-- DATA SUPPLIED --
>>

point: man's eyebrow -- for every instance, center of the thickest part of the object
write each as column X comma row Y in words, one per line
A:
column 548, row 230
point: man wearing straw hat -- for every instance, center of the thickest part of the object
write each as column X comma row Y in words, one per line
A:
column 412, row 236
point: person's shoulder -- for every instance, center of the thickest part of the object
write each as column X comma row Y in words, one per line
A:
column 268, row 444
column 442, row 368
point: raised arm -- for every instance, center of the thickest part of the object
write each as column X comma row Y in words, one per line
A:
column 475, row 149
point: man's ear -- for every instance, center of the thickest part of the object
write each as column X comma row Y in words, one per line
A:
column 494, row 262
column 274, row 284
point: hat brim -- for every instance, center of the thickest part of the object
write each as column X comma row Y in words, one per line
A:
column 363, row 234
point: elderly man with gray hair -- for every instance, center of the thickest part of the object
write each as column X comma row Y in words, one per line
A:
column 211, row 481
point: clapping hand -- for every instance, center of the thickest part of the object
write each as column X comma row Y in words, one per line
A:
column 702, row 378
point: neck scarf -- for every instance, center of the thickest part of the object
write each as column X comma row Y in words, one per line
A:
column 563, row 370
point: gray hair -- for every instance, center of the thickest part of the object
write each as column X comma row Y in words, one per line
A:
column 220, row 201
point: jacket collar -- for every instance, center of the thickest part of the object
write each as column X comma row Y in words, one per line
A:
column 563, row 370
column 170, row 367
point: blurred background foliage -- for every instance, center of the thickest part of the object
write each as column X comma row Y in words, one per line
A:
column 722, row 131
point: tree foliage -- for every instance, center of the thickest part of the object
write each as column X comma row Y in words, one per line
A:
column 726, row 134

<<

-- EXERCISE --
From the material above, copy out every line bearing the string "gray".

-- RESULT OF THE TASK --
point: elderly man with gray hair -- for every instance, center of the thickest part of the object
point: gray hair -- for every instance, center of the thickest part of the object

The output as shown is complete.